Begin EXERCISE DATA

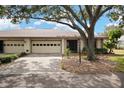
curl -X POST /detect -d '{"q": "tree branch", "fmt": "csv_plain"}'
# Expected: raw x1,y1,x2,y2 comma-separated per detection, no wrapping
30,17,75,29
98,6,113,18
85,5,93,18
63,5,88,29
79,5,87,26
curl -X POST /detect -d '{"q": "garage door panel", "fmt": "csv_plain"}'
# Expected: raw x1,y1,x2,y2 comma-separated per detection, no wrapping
4,41,24,53
32,41,61,53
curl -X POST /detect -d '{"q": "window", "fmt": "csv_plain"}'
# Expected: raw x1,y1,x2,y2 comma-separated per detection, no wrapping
14,44,17,46
7,44,9,46
33,44,35,46
51,44,53,46
43,44,46,46
47,44,50,46
37,44,39,46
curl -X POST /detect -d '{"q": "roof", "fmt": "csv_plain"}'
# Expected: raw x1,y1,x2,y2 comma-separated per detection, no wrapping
0,29,107,38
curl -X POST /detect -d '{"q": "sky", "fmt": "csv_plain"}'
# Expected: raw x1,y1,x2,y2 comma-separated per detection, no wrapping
0,15,116,34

End EXERCISE DATA

WHAT IS EXPECTED
Print the records word for word, from their first line through the line containing "32,41,61,53", with both ends included and the pictures left out.

RIGHT ANSWER
curl -X POST /detect -d '{"q": "tree branch", "fmt": "csv_plain"}'
# Expected: raw x1,y1,x2,y2 comma-separated per detection, no wrapping
30,17,75,29
98,6,113,18
85,5,93,18
63,5,88,29
79,5,87,26
curl -X POST /detect -d '{"q": "garage door panel", "fmt": "csv_plain"}'
# Expected: raw x1,y1,x2,y2 comma-separated per detection, no wrapping
4,41,24,53
32,41,61,53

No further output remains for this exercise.